Start of Provided information
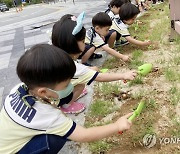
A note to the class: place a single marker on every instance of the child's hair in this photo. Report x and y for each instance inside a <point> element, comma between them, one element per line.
<point>128,11</point>
<point>62,36</point>
<point>117,3</point>
<point>101,19</point>
<point>45,65</point>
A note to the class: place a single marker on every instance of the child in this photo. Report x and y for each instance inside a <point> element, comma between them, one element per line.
<point>30,121</point>
<point>95,38</point>
<point>73,44</point>
<point>128,14</point>
<point>113,12</point>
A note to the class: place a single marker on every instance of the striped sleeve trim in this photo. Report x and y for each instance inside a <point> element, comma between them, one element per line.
<point>93,78</point>
<point>70,131</point>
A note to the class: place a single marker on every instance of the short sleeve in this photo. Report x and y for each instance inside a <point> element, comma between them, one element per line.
<point>120,27</point>
<point>83,75</point>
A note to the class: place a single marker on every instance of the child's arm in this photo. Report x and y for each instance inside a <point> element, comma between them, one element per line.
<point>137,42</point>
<point>106,77</point>
<point>115,53</point>
<point>82,134</point>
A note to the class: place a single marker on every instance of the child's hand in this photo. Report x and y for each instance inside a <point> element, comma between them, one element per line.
<point>147,43</point>
<point>125,58</point>
<point>130,75</point>
<point>123,123</point>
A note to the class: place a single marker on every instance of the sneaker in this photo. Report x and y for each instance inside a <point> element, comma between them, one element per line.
<point>121,43</point>
<point>84,92</point>
<point>74,108</point>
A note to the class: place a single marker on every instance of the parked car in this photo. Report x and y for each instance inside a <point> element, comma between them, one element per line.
<point>3,7</point>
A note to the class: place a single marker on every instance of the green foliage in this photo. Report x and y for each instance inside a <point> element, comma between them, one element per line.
<point>101,108</point>
<point>100,147</point>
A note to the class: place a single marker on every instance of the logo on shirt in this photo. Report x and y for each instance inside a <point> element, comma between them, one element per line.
<point>21,109</point>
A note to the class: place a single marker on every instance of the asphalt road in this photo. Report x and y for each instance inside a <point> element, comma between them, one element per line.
<point>30,12</point>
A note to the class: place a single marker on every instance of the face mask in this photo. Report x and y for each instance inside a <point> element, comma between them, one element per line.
<point>64,93</point>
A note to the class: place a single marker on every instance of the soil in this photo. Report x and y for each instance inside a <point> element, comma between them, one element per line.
<point>156,87</point>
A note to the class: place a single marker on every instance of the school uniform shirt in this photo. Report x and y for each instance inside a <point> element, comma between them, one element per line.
<point>120,27</point>
<point>83,75</point>
<point>19,122</point>
<point>93,38</point>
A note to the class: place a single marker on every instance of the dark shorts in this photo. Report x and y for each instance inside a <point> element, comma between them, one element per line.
<point>44,144</point>
<point>87,47</point>
<point>110,33</point>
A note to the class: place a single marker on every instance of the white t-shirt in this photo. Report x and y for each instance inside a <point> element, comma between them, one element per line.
<point>19,123</point>
<point>93,38</point>
<point>83,75</point>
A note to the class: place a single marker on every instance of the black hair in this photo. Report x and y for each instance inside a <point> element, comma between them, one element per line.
<point>45,65</point>
<point>128,11</point>
<point>117,3</point>
<point>62,36</point>
<point>101,19</point>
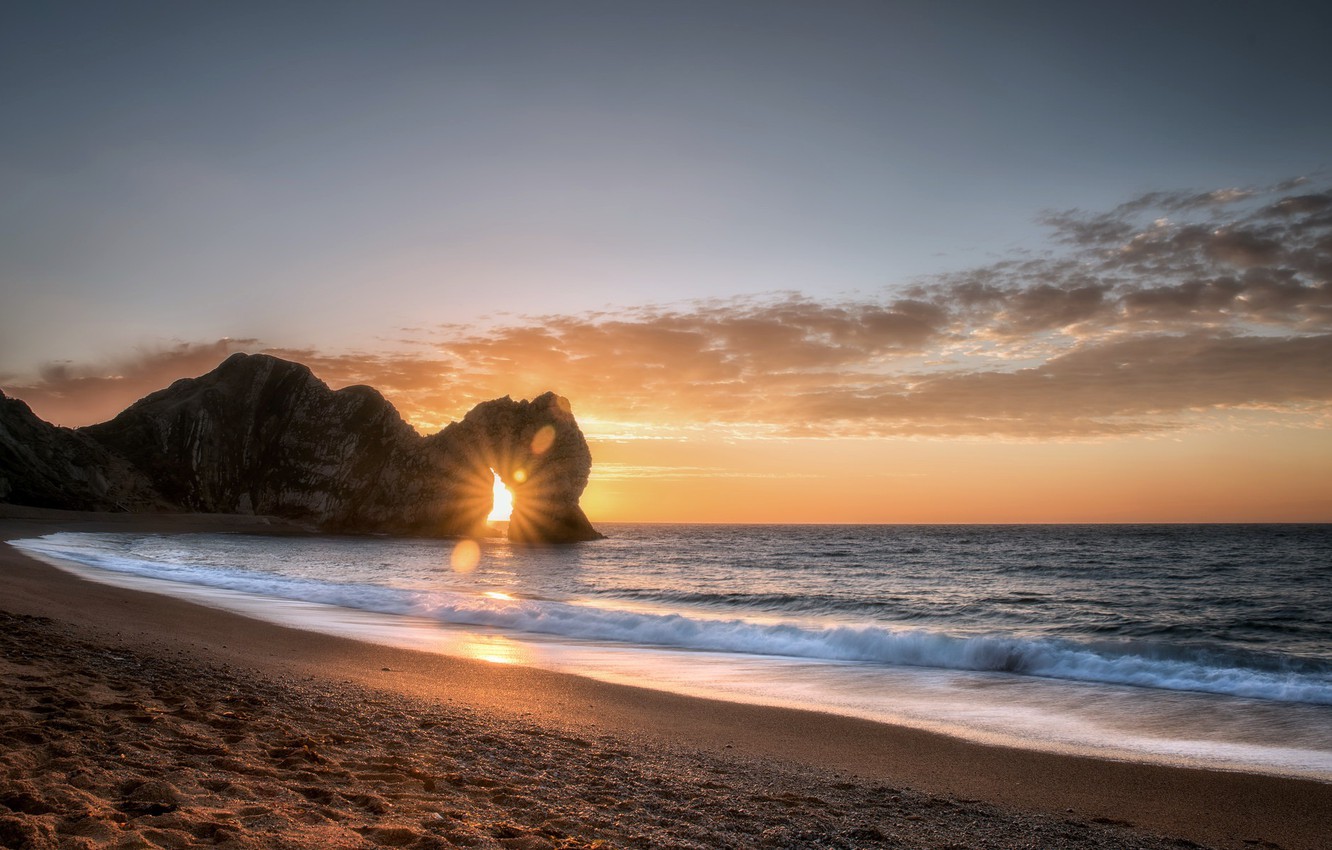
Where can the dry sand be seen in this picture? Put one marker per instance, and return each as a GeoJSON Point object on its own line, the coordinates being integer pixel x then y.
{"type": "Point", "coordinates": [131, 720]}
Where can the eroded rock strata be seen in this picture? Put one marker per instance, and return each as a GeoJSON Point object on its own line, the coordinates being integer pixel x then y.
{"type": "Point", "coordinates": [261, 434]}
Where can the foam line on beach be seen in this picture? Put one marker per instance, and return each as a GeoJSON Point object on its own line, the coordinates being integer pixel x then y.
{"type": "Point", "coordinates": [1128, 664]}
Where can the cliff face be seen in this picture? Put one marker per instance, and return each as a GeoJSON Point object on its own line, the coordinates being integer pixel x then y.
{"type": "Point", "coordinates": [542, 457]}
{"type": "Point", "coordinates": [261, 434]}
{"type": "Point", "coordinates": [48, 466]}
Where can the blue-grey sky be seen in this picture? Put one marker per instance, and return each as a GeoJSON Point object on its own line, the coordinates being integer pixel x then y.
{"type": "Point", "coordinates": [325, 175]}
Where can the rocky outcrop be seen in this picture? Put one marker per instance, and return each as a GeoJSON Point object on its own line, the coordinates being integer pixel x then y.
{"type": "Point", "coordinates": [49, 466]}
{"type": "Point", "coordinates": [540, 453]}
{"type": "Point", "coordinates": [261, 434]}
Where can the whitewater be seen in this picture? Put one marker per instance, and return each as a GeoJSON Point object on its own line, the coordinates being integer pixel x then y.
{"type": "Point", "coordinates": [1196, 645]}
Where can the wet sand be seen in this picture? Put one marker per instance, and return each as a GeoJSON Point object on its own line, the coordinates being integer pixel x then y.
{"type": "Point", "coordinates": [131, 720]}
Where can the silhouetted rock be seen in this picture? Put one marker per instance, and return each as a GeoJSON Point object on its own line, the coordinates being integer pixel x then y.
{"type": "Point", "coordinates": [261, 434]}
{"type": "Point", "coordinates": [538, 450]}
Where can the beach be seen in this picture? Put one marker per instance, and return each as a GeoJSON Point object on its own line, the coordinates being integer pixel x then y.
{"type": "Point", "coordinates": [133, 720]}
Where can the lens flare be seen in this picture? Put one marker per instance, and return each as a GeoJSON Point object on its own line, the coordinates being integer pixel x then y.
{"type": "Point", "coordinates": [465, 556]}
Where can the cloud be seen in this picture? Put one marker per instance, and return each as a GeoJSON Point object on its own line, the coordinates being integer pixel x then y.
{"type": "Point", "coordinates": [1171, 307]}
{"type": "Point", "coordinates": [71, 395]}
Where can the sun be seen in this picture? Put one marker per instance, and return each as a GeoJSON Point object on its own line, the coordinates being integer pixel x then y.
{"type": "Point", "coordinates": [502, 505]}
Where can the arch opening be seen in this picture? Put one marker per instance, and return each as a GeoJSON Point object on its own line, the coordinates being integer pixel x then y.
{"type": "Point", "coordinates": [501, 500]}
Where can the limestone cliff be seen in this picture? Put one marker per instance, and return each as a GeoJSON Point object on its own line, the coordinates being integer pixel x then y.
{"type": "Point", "coordinates": [48, 466]}
{"type": "Point", "coordinates": [261, 434]}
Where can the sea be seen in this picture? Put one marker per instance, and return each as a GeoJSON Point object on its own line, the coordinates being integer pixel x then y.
{"type": "Point", "coordinates": [1200, 645]}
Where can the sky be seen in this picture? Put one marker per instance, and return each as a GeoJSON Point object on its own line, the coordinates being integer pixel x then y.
{"type": "Point", "coordinates": [790, 261]}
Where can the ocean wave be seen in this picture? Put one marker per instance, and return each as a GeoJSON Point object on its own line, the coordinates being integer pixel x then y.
{"type": "Point", "coordinates": [1191, 669]}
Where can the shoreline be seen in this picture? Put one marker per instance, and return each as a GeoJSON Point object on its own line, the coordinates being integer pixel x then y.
{"type": "Point", "coordinates": [1223, 809]}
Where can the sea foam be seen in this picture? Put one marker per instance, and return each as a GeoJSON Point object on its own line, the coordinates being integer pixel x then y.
{"type": "Point", "coordinates": [1118, 664]}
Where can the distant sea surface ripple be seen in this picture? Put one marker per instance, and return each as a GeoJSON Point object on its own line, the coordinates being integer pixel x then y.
{"type": "Point", "coordinates": [1204, 645]}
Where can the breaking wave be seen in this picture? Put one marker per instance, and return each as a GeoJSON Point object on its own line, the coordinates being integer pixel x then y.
{"type": "Point", "coordinates": [1138, 664]}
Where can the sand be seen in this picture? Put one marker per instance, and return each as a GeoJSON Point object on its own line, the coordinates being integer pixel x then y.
{"type": "Point", "coordinates": [131, 720]}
End of Provided information
• _Instruction_:
Write out all of the data above line for line and without any change, leaving out the pictures.

• _Right answer_:
A note to the class: place a single marker on every instance of the child's hair in this photo. Report x and y for each instance inside a <point> element, comma between them, one element per line.
<point>128,11</point>
<point>62,36</point>
<point>117,3</point>
<point>101,19</point>
<point>45,65</point>
A note to the class: place a single marker on every instance of the child in this photo. Report x and y for each instance inside a <point> element, comma between them, one element per line.
<point>30,121</point>
<point>95,38</point>
<point>73,44</point>
<point>128,14</point>
<point>113,12</point>
A note to the class: place a single marker on every instance of the striped sleeve trim in this photo. Report x and y for each instance inside a <point> element, comma between them, one element per line.
<point>93,78</point>
<point>70,131</point>
A note to the class: place a single marker on every instance of the short sleeve in this photo. Report x and y for each instance inside a <point> element, comma between them, one element per line.
<point>120,27</point>
<point>83,75</point>
A note to the class: place a single marker on every instance of the child's arm in this photo. Report x and y for each instance inside a <point> element, comma between them, one element per line.
<point>137,42</point>
<point>106,77</point>
<point>115,53</point>
<point>82,134</point>
A note to the class: place a single marker on every instance of the child's hand in this photo. Report x and y for each instance inside a <point> element, comma between them, one element per line.
<point>147,43</point>
<point>125,58</point>
<point>130,75</point>
<point>123,123</point>
A note to the class: place a single marker on every instance of the sneaker in this photo. Report x and y for each instance inside a <point> element, comma between them, one element per line.
<point>121,43</point>
<point>84,92</point>
<point>74,108</point>
A note to the class: place a single marker on every instance of the parked car in this photo. Report x and y for each instance inside a <point> element, comma between them, one element per line.
<point>3,7</point>
A note to the class: place a single marker on every instance of the green foliage in this photo. Report x and y for each instance inside a <point> element, comma between them, one element per line.
<point>101,108</point>
<point>100,147</point>
A note to the class: place a single marker on every instance of the logo on shirt in this photo. Report x and y for each instance inside a <point> element, comma between them, one element per line.
<point>21,109</point>
A note to the class: place a single marker on every instance of the asphalt road in this photo. Report x and y for each instance inside a <point> element, comma between them, one element per line.
<point>30,12</point>
A note to the class: place a single marker on every instance of the face mask in this photo. Report x and y for each instance inside a <point> element, comma between them, one element per line.
<point>64,93</point>
A note to the class: place a single marker on every instance of the soil in this photo. Report x and y for each instance inside a <point> element, comma between them, one element per line.
<point>156,87</point>
A note to the class: place a single marker on every instance of the school uniform shirt in this photo. Report x and y for each instance inside a <point> element, comma between them, one element per line.
<point>120,27</point>
<point>83,75</point>
<point>19,122</point>
<point>93,38</point>
A note to the class: place a single marker on every instance of the dark shorts in this photo. Report x and y for each instance inside a <point> element, comma between them, one element per line.
<point>44,144</point>
<point>87,47</point>
<point>110,33</point>
A note to the class: place a single marker on every instance of the white t-shirt in this photo. Report x and y for each instance inside a <point> element, comma between them, one element per line.
<point>19,123</point>
<point>93,38</point>
<point>83,75</point>
A note to the class: place a single marker on every instance of the black hair in this photo. Report x and y for each instance inside a <point> element, comma between them, one element per line.
<point>45,65</point>
<point>128,11</point>
<point>117,3</point>
<point>62,36</point>
<point>101,19</point>
Where can the dry sand be seen in this picture? Put one marker per instance, and return each as a GeoJSON Point object on its own line, the coordinates being integer pixel x then y.
{"type": "Point", "coordinates": [131, 720]}
Where can the eroded rock strata be seen in this picture? Put one marker per instance, and return each as a GeoJSON Point object on its own line, the coordinates being integer pixel x then y.
{"type": "Point", "coordinates": [261, 434]}
Where can the foam line on beach be seen in this picture? Put one marker per instance, and return each as a GeoJSON Point object on its own line, the coordinates being integer pixel x then y.
{"type": "Point", "coordinates": [1128, 664]}
Where can the cliff face be seen in this picture? Put one marker per instance, and return each as a GeoJSON Point object on its own line, the coordinates being integer pixel x then y.
{"type": "Point", "coordinates": [542, 457]}
{"type": "Point", "coordinates": [261, 434]}
{"type": "Point", "coordinates": [48, 466]}
Where can the blue-grey sky be seen in this picture? Put one marker per instance, and return each as a GeoJSON Point object on its own line, the coordinates being integer pixel x then y.
{"type": "Point", "coordinates": [325, 175]}
Where can the rocky outcrop be seen in this picture? Put one marker per instance, and return each as a GeoJSON Point object on its own line, the coordinates being integer pixel x then y.
{"type": "Point", "coordinates": [49, 466]}
{"type": "Point", "coordinates": [540, 453]}
{"type": "Point", "coordinates": [261, 434]}
Where can the whitewater be seen in this picture? Put one marker per instance, and return each as a GeoJSON Point object on its own line, the coordinates being integer pixel x then y.
{"type": "Point", "coordinates": [1196, 645]}
Where can the wet sand be seen in this picture? Put one marker per instance, and return each as a GeoJSON Point object on its own line, the coordinates being integer pixel x then y.
{"type": "Point", "coordinates": [131, 720]}
Where can the silhouetted rock be seen in this picture? Put one marker per instance, and return each as a GeoJSON Point object on its own line, the coordinates being integer pixel x then y.
{"type": "Point", "coordinates": [261, 434]}
{"type": "Point", "coordinates": [538, 450]}
Where can the beach be seen in this picture? Put one marker per instance, and return each as a GeoJSON Point object on its own line, the coordinates being integer pixel x then y.
{"type": "Point", "coordinates": [133, 720]}
Where can the lens flare be seen in this picture? Put one marker per instance, and return each as a GeoJSON Point object on its own line, the coordinates being integer pixel x then y.
{"type": "Point", "coordinates": [465, 556]}
Where can the cloud be seen in this picture? Put one marker per instance, and return each as a GeoJSON Point object on its own line, the coordinates being integer pixel x then y.
{"type": "Point", "coordinates": [1171, 307]}
{"type": "Point", "coordinates": [71, 395]}
Where can the sun be seen in this picture? Put one marker per instance, and return each as a GeoJSON Point object on its own line, the coordinates being integer pixel x then y.
{"type": "Point", "coordinates": [502, 505]}
Where can the arch opening be seen in this picture? Put one marker per instance, and return each as a GeoJSON Point object on its own line, the coordinates being integer pixel x then y.
{"type": "Point", "coordinates": [501, 500]}
Where can the limestone cliff be seen in this picture? Put one marker per instance, and return each as a GeoJSON Point object on its own line, the coordinates being integer pixel x then y.
{"type": "Point", "coordinates": [48, 466]}
{"type": "Point", "coordinates": [261, 434]}
Where can the sea be seen in this picture? Put one marker per instance, and return each as a GeoJSON Point object on its own line, the coordinates being integer pixel x then y.
{"type": "Point", "coordinates": [1200, 645]}
Where can the sky be seen in this picture? Put one marker per instance, and return each as a GeoJSON Point object on its own line, the coordinates being integer pixel x then y.
{"type": "Point", "coordinates": [790, 261]}
Where can the ocean wave be seen in this picture? Put one marker per instance, and return each as a GeoJSON Point object on its own line, the coordinates being integer pixel x then y.
{"type": "Point", "coordinates": [1191, 669]}
Where can the shoreline be seen in this picture? Put one marker per instance, and return each as a GeoJSON Point object on its own line, the coordinates being integer pixel x then y.
{"type": "Point", "coordinates": [1223, 809]}
Where can the sea foam be seen in this picture? Put one marker per instance, and return each as a GeoJSON Point object on its own line, the coordinates being integer pixel x then y.
{"type": "Point", "coordinates": [1118, 664]}
Where can the distant sea surface ripple be seen in this picture? Put one marker per instance, and return each as a GeoJSON Point object on its own line, the coordinates being integer pixel x then y.
{"type": "Point", "coordinates": [1204, 645]}
Where can the breaking wave be seen in this picture? Put one marker per instance, and return each as a GeoJSON Point object on its own line, the coordinates being integer pixel x then y.
{"type": "Point", "coordinates": [1138, 664]}
Where can the sand be seen in this picture? Put one marker per instance, and return each as a GeoJSON Point object on its own line, the coordinates being integer pixel x then y.
{"type": "Point", "coordinates": [131, 720]}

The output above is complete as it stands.